** Start Passage shown **
Dear @shangping.guo,
As I understand, you are trying to profile remote application on target using Nsight systems.

Also please confirm below things

  • Could you share the $ cat /etc/nvidia/version-ubuntu-rootfs.txt output on target?
  • Does the host has multiple cuda versions installed? Please share the output of nvidia-smi
  • Could you check if the compiled CUDA sample is running on target by manually copying the executable to target?

I am running nsys on pegasus directly. I am not sure you mean remote profiling.

nvidia@pegasus2a:~$ cat /etc/nvidia/version-ubuntu-rootfs.txt
5.1.6.1-16902563

nvidia@pegasus2a:~$ nvidia-smi
-bash: nvidia-smi: command not found

For 5.2.0, please use nsight installed onto /opt/nvidia/nsight-systems/2019.5.2 (host or target). Thanks.
** End Passage shown **
** Start Raw records **
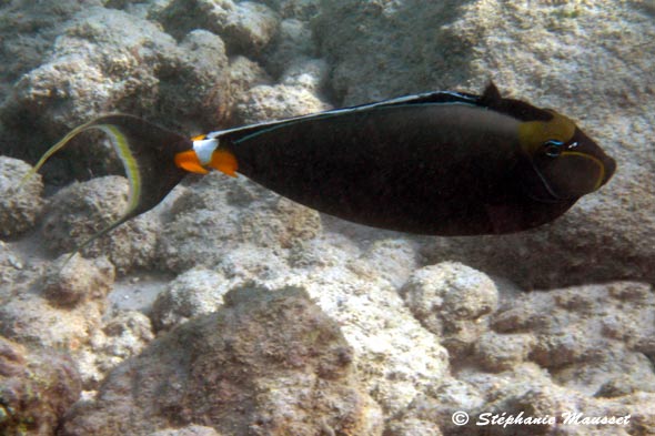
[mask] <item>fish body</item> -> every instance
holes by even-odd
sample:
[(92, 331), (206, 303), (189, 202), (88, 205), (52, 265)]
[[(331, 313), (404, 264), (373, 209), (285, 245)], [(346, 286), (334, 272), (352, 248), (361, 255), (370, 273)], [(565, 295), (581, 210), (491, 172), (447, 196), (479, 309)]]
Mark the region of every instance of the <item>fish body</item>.
[(532, 229), (605, 184), (612, 158), (555, 111), (502, 98), (431, 92), (192, 140), (130, 115), (84, 124), (112, 139), (131, 182), (125, 214), (158, 204), (184, 176), (243, 174), (318, 211), (416, 234)]
[(554, 217), (516, 183), (517, 124), (471, 104), (403, 104), (232, 132), (221, 145), (249, 179), (344, 220), (420, 234), (506, 233)]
** End Raw records **
## Directive 1
In the Nsight Systems thread, where should the Nsight installation for 5.2.0 be taken from?
## Directive 2
Render this sentence from the Nsight Systems thread in Spanish: "I am running nsys on pegasus directly."
## Directive 3
Resume the Nsight Systems thread after its last line.
The data has no role here.

## Answer 1
From /opt/nvidia/nsight-systems/2019.5.2, on the host or the target.

## Answer 2
Estoy ejecutando nsys directamente en pegasus.

## Answer 3
For some specific reason, we have to keep 5.1 for now. Thanks

How to check if we have multiple cuda versions installed? Thanks

Thus you better use the nsight systems installed along with your release (DRIVE OS 5.1.6.1 means you installed DRIVE Software 10.0).
Please use the one installed onto /opt/nvidia/nsightsystems/nsightsystems-2019.3.4 folder. Thanks.

I did not see anything except the 2021 version, but I will download and install 2019.3.6, is that OK?

Are you using the host system used to install DRIVE Software 10.0? If not, you can install it again (but skip the flashing part).

we are using cuda 10.2. I cannot install Nsight 2019.3 (seems there is no CLI for arm on the download).
I am new to the GPU stuff, I am not very clear the cuda version vs the drive software version, can you explain?

here is the deviceQuery:
./deviceQuery Starting…

CUDA Device Query (Runtime API) version (CUDART static linking)

Detected 2 CUDA Capable device(s)

Device 0: “Graphics Device”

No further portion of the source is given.